[Region pointing data]
BEGIN

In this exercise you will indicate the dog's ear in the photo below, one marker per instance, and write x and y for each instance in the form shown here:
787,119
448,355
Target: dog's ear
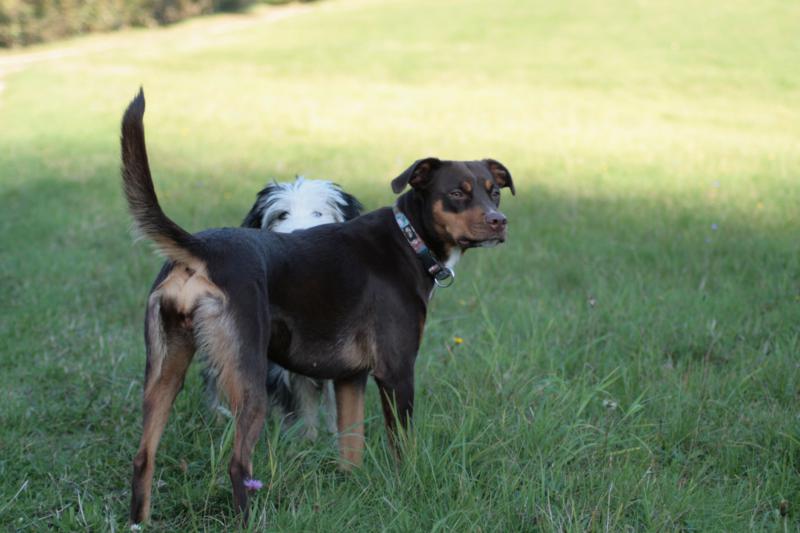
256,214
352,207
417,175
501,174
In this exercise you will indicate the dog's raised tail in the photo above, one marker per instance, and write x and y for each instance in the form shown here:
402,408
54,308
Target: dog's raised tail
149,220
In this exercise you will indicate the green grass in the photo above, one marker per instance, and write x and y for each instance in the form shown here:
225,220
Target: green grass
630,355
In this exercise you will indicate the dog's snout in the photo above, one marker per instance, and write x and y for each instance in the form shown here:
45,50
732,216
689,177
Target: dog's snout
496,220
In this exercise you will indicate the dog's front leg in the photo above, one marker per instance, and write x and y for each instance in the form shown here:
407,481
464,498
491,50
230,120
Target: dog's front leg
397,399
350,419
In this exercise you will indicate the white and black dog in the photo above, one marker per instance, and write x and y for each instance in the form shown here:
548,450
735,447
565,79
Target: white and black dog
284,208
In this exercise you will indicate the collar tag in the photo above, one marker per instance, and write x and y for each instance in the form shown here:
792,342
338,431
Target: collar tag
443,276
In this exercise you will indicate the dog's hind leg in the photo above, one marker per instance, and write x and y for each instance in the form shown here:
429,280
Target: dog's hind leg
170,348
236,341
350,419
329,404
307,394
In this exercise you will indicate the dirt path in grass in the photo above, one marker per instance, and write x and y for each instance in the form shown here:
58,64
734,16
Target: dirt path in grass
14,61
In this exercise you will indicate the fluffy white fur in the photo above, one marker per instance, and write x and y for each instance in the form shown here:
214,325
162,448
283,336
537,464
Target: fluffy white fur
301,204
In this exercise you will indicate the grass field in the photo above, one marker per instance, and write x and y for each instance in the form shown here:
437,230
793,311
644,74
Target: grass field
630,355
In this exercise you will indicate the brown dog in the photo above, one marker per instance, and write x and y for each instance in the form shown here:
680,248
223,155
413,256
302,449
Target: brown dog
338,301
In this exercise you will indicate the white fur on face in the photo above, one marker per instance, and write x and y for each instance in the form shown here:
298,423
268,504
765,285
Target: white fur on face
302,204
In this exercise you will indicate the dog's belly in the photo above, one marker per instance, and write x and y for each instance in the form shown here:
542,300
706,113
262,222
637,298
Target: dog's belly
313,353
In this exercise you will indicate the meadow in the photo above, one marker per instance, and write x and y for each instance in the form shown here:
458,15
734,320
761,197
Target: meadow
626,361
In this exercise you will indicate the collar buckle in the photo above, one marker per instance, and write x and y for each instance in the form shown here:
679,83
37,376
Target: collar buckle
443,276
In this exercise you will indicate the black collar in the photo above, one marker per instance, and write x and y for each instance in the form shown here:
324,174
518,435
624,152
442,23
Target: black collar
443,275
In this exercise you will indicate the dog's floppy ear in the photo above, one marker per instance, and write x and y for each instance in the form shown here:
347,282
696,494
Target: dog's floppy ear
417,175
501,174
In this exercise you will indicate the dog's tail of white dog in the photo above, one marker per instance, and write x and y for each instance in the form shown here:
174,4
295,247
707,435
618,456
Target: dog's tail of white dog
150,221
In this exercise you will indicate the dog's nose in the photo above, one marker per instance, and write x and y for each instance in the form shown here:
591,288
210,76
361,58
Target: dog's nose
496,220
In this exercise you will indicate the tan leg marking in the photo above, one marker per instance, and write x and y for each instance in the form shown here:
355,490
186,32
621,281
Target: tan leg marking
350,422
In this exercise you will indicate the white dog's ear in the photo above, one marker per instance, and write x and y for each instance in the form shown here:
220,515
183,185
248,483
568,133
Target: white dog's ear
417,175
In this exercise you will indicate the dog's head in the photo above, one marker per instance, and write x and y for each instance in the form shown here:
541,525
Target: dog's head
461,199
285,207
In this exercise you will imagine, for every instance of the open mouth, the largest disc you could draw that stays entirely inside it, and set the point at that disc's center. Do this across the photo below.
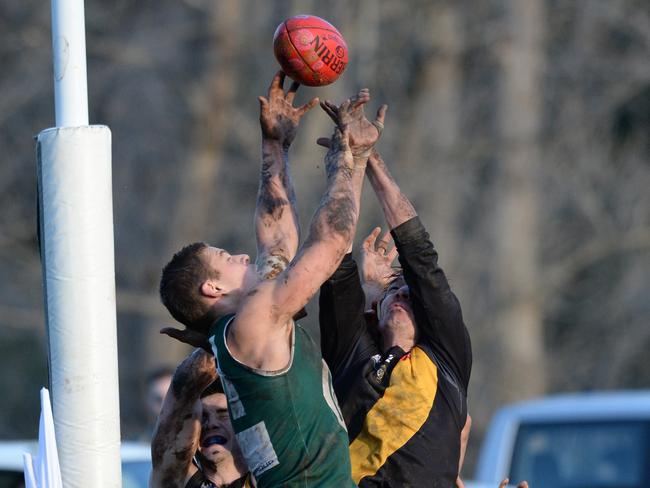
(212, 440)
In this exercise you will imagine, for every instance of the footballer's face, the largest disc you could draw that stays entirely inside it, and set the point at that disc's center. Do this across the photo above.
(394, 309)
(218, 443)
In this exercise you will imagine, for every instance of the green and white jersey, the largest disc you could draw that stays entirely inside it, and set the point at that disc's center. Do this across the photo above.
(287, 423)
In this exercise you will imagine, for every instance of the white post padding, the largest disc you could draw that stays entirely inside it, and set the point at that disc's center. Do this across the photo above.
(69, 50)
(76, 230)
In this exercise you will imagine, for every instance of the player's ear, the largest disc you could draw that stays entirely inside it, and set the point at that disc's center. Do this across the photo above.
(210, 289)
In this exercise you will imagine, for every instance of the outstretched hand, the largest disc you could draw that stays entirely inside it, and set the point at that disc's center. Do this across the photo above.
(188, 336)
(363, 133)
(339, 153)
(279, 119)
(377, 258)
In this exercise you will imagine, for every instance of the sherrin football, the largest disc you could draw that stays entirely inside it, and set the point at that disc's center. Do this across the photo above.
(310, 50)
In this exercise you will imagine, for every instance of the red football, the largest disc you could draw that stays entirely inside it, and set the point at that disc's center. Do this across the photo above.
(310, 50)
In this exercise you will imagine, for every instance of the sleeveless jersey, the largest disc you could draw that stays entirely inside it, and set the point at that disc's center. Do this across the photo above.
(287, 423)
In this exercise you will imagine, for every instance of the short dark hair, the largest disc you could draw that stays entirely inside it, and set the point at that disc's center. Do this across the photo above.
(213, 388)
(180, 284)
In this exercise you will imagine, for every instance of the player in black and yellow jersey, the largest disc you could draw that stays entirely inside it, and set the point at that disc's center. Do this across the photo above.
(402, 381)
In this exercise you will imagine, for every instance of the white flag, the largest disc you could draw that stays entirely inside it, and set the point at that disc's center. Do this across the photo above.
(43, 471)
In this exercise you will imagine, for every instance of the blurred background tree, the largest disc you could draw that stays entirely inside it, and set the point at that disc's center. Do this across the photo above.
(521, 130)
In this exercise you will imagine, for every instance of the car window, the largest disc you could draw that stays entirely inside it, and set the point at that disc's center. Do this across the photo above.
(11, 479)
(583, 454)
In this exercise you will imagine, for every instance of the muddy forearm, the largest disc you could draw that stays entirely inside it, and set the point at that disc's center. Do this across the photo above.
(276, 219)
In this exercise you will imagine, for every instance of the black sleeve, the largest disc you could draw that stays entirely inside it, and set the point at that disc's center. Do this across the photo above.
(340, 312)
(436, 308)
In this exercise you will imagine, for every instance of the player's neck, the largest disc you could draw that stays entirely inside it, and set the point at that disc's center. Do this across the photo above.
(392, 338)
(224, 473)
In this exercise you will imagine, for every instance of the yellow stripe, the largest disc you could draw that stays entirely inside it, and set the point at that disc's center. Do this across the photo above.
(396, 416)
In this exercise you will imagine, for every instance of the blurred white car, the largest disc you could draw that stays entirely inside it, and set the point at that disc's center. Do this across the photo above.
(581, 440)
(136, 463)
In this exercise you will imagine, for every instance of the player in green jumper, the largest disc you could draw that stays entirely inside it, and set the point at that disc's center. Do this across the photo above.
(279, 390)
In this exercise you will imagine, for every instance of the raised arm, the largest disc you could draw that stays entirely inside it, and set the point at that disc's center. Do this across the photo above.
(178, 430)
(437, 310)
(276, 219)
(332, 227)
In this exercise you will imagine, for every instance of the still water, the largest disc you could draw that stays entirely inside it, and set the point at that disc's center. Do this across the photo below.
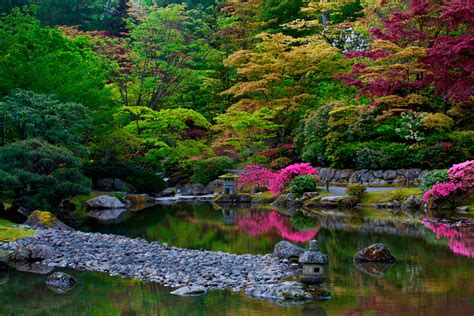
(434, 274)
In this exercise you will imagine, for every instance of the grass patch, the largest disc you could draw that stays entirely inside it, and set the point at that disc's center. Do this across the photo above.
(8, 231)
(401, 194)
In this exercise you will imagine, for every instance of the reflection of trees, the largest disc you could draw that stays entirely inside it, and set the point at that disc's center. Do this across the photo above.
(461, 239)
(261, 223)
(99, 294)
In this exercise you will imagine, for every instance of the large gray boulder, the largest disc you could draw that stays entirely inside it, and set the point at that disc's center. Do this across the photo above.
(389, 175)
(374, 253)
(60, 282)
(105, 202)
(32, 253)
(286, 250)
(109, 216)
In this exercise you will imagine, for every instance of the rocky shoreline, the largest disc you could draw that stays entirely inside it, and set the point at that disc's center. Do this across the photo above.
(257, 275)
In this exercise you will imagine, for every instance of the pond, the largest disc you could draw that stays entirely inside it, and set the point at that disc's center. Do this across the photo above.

END
BEGIN

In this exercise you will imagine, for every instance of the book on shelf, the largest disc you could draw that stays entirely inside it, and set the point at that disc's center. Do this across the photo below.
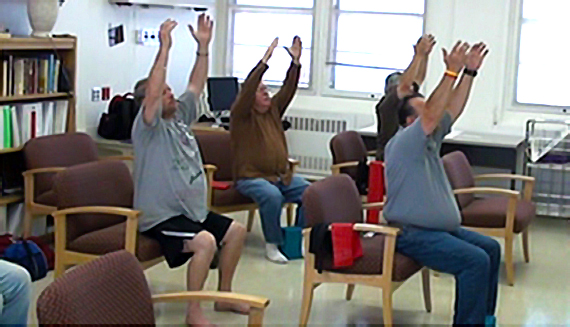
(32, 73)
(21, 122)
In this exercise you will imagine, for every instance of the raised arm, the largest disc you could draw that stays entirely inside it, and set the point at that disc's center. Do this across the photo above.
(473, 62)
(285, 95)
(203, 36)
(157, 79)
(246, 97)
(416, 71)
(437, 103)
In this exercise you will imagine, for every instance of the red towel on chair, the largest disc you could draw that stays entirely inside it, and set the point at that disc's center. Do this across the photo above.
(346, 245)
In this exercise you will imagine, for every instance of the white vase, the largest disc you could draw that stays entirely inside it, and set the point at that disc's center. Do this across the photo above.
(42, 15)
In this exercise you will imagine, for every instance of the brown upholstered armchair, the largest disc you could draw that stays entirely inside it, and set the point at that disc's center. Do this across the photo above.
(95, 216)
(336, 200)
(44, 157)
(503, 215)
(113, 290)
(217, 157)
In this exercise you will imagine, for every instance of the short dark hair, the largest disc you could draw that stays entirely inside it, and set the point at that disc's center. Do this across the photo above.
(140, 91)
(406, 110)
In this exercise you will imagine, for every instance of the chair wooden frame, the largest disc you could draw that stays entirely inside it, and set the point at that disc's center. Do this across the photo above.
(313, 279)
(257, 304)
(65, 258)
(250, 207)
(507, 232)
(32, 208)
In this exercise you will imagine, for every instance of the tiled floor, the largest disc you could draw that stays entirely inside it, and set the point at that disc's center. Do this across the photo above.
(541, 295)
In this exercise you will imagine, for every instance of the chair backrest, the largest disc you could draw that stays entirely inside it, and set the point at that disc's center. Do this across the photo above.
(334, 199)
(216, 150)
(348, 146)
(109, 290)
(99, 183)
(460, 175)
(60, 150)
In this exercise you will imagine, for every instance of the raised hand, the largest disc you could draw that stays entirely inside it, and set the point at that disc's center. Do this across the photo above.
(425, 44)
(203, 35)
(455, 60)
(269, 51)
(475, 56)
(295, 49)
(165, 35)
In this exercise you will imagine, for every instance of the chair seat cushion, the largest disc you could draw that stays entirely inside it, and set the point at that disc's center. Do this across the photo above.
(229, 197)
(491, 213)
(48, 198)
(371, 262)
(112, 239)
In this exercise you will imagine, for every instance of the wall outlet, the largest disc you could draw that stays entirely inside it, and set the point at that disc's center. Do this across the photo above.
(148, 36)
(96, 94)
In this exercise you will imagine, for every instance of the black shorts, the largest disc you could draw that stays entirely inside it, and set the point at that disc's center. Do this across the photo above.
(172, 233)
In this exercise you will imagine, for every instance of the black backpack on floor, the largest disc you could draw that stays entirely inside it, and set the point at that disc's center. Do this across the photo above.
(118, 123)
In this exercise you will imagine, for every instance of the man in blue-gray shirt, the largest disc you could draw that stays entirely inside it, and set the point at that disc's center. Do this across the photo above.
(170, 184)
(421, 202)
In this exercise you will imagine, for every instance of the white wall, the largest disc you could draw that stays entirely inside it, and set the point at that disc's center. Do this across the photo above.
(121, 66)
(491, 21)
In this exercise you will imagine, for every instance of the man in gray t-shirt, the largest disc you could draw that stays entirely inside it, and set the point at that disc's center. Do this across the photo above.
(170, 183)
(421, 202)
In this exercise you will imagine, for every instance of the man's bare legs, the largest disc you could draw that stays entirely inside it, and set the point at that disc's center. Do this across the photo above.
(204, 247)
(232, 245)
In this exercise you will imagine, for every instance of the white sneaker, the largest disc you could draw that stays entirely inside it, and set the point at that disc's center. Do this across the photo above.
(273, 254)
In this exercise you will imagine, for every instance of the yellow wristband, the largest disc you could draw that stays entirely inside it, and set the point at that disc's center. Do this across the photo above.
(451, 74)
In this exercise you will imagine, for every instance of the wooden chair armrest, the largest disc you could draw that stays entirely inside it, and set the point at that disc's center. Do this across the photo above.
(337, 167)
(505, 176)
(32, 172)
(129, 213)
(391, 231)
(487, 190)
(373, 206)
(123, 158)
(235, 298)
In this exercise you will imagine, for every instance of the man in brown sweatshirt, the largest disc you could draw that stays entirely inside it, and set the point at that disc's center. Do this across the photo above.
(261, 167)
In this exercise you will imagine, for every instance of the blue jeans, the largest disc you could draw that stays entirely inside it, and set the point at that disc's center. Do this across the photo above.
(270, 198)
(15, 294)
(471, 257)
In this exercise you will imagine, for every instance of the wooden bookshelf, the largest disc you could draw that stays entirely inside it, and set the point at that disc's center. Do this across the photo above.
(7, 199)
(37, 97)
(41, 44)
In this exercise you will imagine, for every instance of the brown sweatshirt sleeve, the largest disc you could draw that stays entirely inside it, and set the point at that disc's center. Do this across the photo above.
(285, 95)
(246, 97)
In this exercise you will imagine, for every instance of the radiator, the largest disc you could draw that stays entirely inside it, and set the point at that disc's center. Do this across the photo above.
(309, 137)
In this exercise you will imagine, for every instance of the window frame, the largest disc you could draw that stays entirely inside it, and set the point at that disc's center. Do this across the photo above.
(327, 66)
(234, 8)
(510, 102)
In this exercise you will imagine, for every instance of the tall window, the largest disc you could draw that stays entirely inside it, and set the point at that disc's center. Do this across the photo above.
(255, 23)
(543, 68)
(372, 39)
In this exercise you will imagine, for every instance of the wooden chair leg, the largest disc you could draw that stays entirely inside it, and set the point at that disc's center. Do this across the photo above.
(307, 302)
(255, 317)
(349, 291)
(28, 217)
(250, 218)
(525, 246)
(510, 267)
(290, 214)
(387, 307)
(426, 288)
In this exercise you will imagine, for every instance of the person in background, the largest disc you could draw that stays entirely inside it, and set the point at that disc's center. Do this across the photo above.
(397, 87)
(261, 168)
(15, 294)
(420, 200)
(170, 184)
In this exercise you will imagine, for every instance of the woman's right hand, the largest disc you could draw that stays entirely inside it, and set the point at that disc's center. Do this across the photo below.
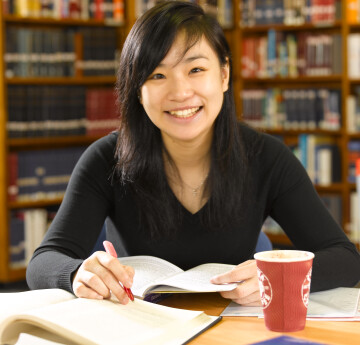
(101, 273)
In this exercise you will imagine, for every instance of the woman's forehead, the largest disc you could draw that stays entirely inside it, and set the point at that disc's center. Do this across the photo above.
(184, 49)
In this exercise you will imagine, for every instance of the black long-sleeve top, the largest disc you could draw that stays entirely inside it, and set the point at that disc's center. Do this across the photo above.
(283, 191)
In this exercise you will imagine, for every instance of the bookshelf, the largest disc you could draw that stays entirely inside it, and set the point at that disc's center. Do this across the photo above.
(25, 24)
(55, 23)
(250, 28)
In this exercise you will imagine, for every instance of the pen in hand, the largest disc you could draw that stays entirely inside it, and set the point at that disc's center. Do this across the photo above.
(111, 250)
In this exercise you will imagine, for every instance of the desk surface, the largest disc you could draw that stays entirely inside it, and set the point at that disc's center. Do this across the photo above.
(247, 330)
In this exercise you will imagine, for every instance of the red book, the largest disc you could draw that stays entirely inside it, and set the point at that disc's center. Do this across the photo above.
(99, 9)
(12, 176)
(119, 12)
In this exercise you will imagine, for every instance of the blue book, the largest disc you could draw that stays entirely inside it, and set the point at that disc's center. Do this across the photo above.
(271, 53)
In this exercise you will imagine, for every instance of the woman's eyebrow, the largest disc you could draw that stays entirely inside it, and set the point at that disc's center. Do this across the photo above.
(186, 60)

END

* [Your instructions]: What you write out is the stretch of entries from the line containing "In this exercise you will indicate the dog's ear" to the line containing "In this exercise you will indicate the collar tag", word for word, with both end lines and no pictures.

* [Answer to this exercise]:
In this exercise you will indicate the dog's ear in the photo below, one marker per instance, and write x and y for each instance in the form shown here:
787,119
448,355
Target: dog's ear
256,214
352,207
417,175
501,174
In this exercise you will indicate the dog's raised tail in the photo above, one marker per instance, and write x and y for each instance in the form shown here:
402,408
54,308
Target: dog's raised tail
149,220
In this exercise you will indicate the green grass in the photo above, one marker per instance, and write x and y for each instance in the form shown here:
225,220
Target: green grass
630,355
In this exercise you will indicate the dog's snout in the photo above, one marker per instance, and write x and y for each instance in the form shown here:
45,50
732,216
689,177
Target: dog's snout
496,220
In this exercise you will indicate the dog's front leg in the photo above, one marker per instance, and write x and y for each instance in the form shown here:
407,481
464,498
491,50
230,120
Target: dog's front leg
397,399
350,419
In this exercise you will indicate the white and black dog in the photo above, one marker per instance, and write x and y for each instance in the form shown here:
548,450
735,447
565,79
Target: white and black dog
284,208
In this exercise you will indicate the collar tag in the photo above, one marker per instance, and write x and y for each instance in the form shown here:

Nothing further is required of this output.